• _TASK LIST_:
(1) In the Phillies spring training report, who started the game for the Phillies against Toronto?
(2) Retype the part of the Phillies spring training report that opens with the words containing "Chad Qualls set" and closes with "1/3 official innings.".
(3) Write what comes next in the Phillies spring training report, picking up after its final sentence.

• _READING PASSAGE_:
Podsednik was 2-for-2 with a walkoff home run, his first homer of the spring. Thome played six innings at first base, going 1-for-2 with a double and a walk. Orr started the game at short and played five innings there. He was 2-for-4 in the game and his average is up to .311. Pierre is hitting .289 after going 0-for-1.

Polanco played third and went 1-for-3. He’s hitting 440/481/480 so far (11-for-25 with a double and no walks).

This article suggests there is mild concern about Bastardo’s velocity.

This says Jose Contreras will only pitch in minor league games the rest of Spring Training, which seems to suggest he many not be with the team to start the season.

What’s the matter here? I mean, besides the obvious things

And by obvious things, what I have in mind is Utley and Howard topping out their combined Spring Training production by fielding ground balls while sitting in a chair. Stuff like that.

The Phillies can’t score in Spring Training, which wouldn’t matter at all except there’s a whole lot of fans out there worried they won’t be able to score when they start playing games where nobody is running laps in the outfield either.

As if on cue, the Phils got four hits yesterday, all singles, as they lost to Toronto 2-0 to drop to 9-10 in official Spring Training action. Over their last six games they’ve scored 16 runs, which is about 2.67 runs per game.

Cliff Lee started the game for the Phillies and pitched very well. He went six innings, allowing a run on five hits to drop his ERA to 3.45. He didn’t walk a batter and struck out seven.

Chad Qualls set Toronto down in order in the seventh, dropping his spring ERA to 5.40. Contreras pitched the eighth and allowed an unearned run. Travis Snider reached on an error by Podsednik in center with one out and Kelly Johnson followed that with a double to right that scored Snider. Contreras got the next two batters, dropping his ERA to 27.00 after two outings and 1 1/3 official innings.

The Phillies got one hit, a single by Ruiz, and two walks (Nix and Mayberry) over five shutout innings by Brandon Morrow. Ruiz was 2-for-3 on the day, upping his average to .478. Mayberry 1-for-2 with a walk to up his line to 224/283/306 in 49 at-bats.

Podsednik 0-for-1 with an error. Pierre 0-for-3 with a pickoff/caught stealing and left five men on base. His average is down to .257. He has stolen two bases this spring and been caught three times.

Galvis started at second and hit eighth, going 0-for-3 to drop his average to .255.

Miguel Abreu played three innings defensively at short, handling one grounder and going 0-for-1. He’s 1-for-3 with a single and an RBI at the plate so far. Just about anybody who can play short warrants attention for the Phils, but Abreu probably doesn’t have the bat to help the team no matter what he can do defensively. Abreu has a career 265/293/382 line in 2,811 minor league plate appearances. That’s not real inspiring, but he does top Freddy Galvis in all three categories (246/292/321 for Galvis). I’d say there’s just about no chance for Abreu, but it’s not that kind of thing anymore when it comes to middle infielders for the Phillies. Abreu and Galvis were born on the same day, November 14, with Abreu born five years earlier.

(Rows from an annotation dataset)
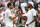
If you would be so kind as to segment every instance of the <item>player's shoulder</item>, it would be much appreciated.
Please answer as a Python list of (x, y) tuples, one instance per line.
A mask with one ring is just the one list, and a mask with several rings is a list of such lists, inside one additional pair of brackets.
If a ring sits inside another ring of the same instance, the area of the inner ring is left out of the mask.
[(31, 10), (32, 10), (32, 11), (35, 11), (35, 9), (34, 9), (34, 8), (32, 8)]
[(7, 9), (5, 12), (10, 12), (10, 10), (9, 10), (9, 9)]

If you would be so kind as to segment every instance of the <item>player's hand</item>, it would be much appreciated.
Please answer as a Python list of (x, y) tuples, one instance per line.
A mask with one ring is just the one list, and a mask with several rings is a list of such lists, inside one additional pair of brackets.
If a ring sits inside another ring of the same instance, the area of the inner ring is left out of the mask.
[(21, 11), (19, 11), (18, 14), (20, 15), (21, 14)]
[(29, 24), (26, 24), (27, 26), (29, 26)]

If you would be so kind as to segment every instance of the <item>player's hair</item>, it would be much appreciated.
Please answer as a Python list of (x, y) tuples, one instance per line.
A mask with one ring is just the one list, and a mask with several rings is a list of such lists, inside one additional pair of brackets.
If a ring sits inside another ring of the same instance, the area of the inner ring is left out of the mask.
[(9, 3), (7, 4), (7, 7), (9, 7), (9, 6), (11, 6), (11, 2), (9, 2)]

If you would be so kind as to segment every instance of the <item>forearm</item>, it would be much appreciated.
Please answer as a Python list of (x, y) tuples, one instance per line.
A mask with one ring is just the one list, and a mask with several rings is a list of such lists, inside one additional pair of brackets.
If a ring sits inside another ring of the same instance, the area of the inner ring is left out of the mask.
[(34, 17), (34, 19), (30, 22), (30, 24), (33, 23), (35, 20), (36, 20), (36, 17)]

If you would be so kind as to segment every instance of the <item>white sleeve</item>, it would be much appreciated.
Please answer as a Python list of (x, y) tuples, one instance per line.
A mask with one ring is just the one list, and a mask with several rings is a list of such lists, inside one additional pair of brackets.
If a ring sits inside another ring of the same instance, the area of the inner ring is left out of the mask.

• _SOLVED TASKS_:
(1) Cliff Lee

(2)
Chad Qualls set Toronto down in order in the seventh, dropping his spring ERA to 5.40. Contreras pitched the eighth and allowed an unearned run. Travis Snider reached on an error by Podsednik in center with one out and Kelly Johnson followed that with a double to right that scored Snider. Contreras got the next two batters, dropping his ERA to 27.00 after two outings and 1 1/3 official innings.

(3)
Abreu is also not a shortstop. He has primarily been a second baseman in the minors, making just four appearances at short over the 711 minor league games he has appeared in.

The Phillies play the Yankees this afternoon with Worley expected to pitch.

This suggests that Polanco could be back in the lineup within a few days.

The article linked above says that Thome played seven innings in a minor league game yesterday and things went well.

Something old and something phew

Okay, maybe more than one thing phew.

Juan Pierre went 1-for-2 in yesterday’s game against Baltimore, raising his Spring Training batting average to .281. Thanks to five walks, which ties him for the team lead, Pierre is on-basing an impressive .378 so far.

That’s good news for Pierre, especially given that his role with the team would primarily be to try and get on base and more specifically to try and get on base against right-handed pitching.

It’s important to remember that Pierre has had years when he was a fantastic hitter against right-handed pitching. In 2001 he hit 337/383/435 against righties for the Rockies. In 2003 he played for the Fish and posted a 303/368/377 line against right-handed pitching. In 2004 it was 334/379/422.

The problem is, though, that most of his success against right-handed pitching came early in his career. Three of the last four years his numbers against righties are not good at all. In 2009, Pierre got 305 plate appearances against righties for the Dodgers and hit 304/347/389 against them. In the other three years, though, 2008, 2010 and 2011, Pierre has been pretty awful. In those three seasons combined, Pierre got 1,373 plate appearances against righties in which he hit just 264/308/318. Here’s what the numbers for Pierre against righties look like before and after the end of the 2005 season:

2005-2011 3243 279 322 354
Before 2005 2307 313 363 389

Against right-handed pitching, Pierre has hit for just about the same amount of power before and after the end of 2005. After 2005 his isolated power is .075 against righties and through the end of 2005 is was .076. His batting average is off about thirty points, though, and he has walked a lot less. Through the end of the 2005 season he had walked in about 6.7% of his plate appearances against righties. Since the end of 2005 he has walked in about 5.0%.

The Phillies beat Baltimore 4-1 yesterday.

Halladay started for the Phillies and went six innings, allowing a run on three hits. He didn’t walk a batter and struck out five, dropping his spring ERA to 6.59. Papelbon, Stutes and Herndon followed Halladay and each threw a scoreless inning. Herndon struck out two in a 1-2-3 ninth to earn the save and push his ERA down to 2.25.

Galvis, Phillies second basemen of the present, hit leadoff for the Phils and played second. He went 1-for-5 with yet another triple, his second in two days. 273/300/477. He’s been really good so far. If you’re looking for predictions, though, if they set the over-under for his slugging percentage for the regular season at .477, take the under.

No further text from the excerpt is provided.